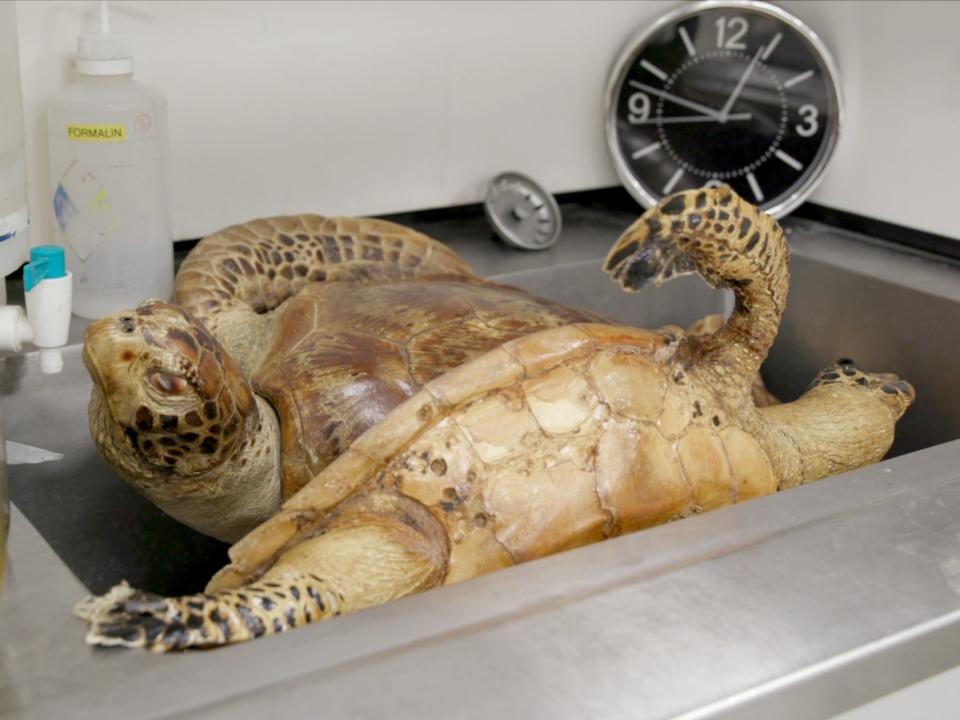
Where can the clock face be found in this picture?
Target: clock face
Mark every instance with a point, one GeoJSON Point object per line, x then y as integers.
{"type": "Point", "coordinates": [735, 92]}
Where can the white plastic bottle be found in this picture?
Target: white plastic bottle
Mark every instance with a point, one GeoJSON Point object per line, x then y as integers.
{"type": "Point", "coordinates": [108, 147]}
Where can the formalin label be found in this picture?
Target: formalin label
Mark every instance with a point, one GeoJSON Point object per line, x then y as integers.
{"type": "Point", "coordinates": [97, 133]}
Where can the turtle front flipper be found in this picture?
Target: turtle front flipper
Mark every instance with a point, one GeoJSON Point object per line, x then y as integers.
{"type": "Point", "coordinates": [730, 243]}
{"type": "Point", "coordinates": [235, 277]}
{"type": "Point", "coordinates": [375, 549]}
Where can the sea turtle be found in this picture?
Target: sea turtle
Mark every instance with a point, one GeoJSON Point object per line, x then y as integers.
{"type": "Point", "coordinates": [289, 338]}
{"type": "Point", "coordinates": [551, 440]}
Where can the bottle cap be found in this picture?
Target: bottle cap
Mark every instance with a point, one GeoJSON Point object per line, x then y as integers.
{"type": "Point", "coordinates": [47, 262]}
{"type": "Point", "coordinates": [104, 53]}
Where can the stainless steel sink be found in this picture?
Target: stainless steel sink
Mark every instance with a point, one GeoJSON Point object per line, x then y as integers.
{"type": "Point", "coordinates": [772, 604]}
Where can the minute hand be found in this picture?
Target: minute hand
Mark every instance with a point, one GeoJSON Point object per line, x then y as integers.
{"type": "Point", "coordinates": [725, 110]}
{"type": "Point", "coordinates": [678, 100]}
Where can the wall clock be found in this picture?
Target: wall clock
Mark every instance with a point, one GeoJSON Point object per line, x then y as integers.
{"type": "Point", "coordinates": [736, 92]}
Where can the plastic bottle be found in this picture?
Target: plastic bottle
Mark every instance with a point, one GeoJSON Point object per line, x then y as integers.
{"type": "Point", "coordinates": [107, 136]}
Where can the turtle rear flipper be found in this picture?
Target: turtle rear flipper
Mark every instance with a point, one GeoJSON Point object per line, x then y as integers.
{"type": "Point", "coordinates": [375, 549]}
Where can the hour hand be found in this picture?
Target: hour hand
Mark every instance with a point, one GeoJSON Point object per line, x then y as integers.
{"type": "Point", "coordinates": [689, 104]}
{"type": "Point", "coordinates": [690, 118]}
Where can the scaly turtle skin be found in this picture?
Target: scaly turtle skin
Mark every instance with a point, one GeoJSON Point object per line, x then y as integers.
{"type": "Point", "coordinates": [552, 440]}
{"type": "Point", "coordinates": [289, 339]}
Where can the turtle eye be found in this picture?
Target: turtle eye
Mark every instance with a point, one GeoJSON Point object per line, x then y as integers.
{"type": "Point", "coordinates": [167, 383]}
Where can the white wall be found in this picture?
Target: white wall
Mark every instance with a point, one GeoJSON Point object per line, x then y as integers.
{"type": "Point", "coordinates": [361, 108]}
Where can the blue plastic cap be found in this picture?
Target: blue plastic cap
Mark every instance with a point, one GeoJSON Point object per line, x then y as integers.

--

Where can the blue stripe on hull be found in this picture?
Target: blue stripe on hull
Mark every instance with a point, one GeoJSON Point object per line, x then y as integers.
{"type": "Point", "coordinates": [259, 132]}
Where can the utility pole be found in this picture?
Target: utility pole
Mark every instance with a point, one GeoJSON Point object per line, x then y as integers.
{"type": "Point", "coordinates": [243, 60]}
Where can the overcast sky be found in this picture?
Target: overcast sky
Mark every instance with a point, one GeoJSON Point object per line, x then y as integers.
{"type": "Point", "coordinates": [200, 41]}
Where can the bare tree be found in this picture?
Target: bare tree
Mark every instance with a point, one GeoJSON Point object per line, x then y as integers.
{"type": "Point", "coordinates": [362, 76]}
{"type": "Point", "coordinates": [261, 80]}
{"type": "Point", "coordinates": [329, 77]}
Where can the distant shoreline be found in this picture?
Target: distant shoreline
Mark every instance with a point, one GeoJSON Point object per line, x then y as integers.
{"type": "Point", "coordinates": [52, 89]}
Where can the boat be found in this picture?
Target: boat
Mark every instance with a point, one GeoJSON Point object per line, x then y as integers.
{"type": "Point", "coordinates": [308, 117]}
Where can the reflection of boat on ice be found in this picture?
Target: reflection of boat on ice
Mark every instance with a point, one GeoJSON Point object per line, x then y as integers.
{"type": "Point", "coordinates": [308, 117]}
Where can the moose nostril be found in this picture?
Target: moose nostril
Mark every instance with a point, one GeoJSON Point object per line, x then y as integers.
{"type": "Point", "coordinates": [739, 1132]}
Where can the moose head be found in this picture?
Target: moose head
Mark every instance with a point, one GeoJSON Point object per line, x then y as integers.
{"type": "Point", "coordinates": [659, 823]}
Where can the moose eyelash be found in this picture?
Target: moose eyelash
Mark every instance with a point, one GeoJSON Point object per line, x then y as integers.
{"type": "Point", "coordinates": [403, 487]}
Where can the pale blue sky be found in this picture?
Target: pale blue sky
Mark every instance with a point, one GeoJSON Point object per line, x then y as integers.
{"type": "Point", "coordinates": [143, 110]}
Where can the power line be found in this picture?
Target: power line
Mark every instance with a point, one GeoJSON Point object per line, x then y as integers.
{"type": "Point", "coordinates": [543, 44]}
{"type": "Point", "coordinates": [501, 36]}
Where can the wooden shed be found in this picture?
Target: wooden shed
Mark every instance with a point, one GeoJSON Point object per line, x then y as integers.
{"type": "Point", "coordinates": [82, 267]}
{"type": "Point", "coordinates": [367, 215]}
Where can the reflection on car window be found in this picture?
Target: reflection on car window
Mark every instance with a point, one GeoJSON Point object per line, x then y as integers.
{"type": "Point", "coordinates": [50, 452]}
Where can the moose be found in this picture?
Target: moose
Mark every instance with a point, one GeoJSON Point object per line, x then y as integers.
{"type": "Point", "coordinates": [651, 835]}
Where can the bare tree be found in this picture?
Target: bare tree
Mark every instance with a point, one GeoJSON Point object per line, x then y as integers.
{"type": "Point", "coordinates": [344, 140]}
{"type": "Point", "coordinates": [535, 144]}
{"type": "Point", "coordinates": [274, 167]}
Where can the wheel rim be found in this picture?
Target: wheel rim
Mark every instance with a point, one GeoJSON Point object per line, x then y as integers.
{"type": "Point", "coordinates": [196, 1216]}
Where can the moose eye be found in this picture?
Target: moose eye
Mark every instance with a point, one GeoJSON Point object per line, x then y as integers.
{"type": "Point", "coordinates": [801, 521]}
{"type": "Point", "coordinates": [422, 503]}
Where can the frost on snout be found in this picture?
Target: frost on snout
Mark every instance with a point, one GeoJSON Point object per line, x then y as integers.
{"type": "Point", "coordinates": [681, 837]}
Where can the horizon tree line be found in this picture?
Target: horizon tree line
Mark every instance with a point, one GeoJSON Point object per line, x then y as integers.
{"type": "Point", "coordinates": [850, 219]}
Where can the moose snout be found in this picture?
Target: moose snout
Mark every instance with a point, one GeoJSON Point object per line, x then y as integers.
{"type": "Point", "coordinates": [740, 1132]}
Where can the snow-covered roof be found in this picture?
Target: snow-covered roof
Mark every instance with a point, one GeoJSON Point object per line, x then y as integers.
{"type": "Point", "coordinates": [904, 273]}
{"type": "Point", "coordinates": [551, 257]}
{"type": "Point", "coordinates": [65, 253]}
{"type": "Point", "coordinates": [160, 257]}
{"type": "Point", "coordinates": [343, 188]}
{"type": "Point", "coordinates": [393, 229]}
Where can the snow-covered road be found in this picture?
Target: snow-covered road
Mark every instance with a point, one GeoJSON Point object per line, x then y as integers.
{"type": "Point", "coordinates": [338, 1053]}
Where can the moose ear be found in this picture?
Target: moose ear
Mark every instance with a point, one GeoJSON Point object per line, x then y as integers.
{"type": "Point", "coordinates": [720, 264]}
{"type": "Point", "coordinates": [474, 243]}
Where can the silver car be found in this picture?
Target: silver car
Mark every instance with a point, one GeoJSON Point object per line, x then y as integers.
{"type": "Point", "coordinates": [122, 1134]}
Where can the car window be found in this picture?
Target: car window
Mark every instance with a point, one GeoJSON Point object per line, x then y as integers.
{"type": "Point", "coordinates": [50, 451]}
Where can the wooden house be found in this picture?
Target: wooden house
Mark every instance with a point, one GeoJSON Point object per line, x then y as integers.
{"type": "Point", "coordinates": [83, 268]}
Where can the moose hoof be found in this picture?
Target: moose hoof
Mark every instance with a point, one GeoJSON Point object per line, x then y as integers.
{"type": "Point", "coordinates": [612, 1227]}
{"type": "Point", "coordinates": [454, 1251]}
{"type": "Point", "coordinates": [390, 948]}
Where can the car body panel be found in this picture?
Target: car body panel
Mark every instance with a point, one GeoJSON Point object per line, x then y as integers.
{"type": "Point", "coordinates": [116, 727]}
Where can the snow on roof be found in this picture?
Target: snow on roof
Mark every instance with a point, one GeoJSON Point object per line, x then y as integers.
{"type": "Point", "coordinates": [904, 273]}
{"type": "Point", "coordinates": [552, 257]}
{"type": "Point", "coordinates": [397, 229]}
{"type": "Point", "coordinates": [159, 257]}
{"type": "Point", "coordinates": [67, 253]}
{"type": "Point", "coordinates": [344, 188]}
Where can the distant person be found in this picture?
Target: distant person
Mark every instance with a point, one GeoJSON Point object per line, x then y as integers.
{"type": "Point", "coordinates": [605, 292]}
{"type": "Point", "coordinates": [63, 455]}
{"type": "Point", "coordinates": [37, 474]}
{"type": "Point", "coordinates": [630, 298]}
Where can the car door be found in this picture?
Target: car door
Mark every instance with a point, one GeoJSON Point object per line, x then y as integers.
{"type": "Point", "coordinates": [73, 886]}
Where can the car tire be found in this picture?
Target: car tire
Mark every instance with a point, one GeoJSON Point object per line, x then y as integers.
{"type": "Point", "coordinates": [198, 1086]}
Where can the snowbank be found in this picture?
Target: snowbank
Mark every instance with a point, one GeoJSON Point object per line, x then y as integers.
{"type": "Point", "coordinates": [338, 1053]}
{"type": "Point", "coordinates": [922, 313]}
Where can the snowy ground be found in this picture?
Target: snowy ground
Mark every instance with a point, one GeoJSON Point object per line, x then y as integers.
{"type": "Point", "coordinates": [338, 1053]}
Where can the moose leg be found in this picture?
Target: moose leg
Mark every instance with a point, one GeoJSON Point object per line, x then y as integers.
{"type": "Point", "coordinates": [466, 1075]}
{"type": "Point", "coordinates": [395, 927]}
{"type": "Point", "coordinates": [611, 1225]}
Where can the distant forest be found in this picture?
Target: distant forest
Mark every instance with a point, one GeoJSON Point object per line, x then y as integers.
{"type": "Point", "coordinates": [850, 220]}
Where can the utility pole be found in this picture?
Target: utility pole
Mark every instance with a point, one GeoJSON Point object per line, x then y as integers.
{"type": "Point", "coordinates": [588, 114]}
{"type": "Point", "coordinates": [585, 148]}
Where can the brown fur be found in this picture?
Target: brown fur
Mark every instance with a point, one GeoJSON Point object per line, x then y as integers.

--

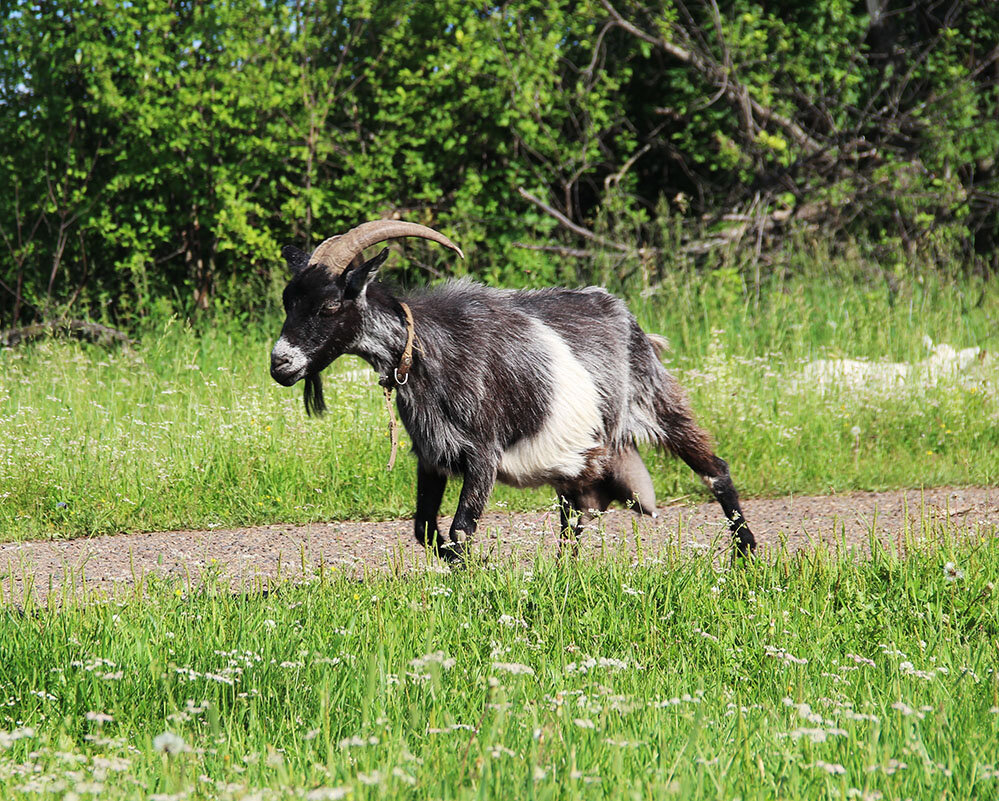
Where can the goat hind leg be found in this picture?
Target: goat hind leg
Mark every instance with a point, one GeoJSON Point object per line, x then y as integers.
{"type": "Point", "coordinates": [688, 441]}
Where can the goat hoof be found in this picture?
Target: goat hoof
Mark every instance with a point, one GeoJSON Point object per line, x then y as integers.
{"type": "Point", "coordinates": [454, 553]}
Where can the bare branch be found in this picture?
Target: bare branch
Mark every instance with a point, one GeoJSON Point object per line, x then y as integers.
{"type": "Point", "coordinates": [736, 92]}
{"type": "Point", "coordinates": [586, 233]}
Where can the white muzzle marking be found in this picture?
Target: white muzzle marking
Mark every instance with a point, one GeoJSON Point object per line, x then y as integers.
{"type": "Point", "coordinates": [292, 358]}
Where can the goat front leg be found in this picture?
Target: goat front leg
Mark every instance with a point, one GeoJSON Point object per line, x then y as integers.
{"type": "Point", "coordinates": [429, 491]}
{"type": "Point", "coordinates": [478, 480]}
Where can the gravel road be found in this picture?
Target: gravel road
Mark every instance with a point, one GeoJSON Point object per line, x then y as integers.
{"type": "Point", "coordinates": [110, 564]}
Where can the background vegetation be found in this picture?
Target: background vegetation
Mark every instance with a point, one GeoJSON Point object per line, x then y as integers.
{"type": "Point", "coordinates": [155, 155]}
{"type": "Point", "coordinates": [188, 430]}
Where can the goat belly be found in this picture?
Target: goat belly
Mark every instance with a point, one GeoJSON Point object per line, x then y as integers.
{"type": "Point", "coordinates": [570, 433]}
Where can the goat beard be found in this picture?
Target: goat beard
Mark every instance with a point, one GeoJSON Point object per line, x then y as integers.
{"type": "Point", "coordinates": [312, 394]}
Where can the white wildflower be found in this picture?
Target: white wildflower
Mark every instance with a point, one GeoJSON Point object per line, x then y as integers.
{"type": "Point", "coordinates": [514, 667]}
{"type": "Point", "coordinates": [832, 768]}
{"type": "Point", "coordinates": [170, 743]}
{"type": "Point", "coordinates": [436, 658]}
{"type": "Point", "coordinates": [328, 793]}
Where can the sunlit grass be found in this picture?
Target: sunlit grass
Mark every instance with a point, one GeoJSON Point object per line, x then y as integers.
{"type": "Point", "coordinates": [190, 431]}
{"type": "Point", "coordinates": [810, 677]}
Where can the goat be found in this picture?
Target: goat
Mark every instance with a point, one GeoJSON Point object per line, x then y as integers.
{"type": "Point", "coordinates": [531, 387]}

**GIVEN PROBLEM**
Display each line of the items above that contains the string "belly", treating uppercase and lowercase letters as distinct.

**TASK ANSWER**
Where can the goat belly be found in this picture?
Target: goat belly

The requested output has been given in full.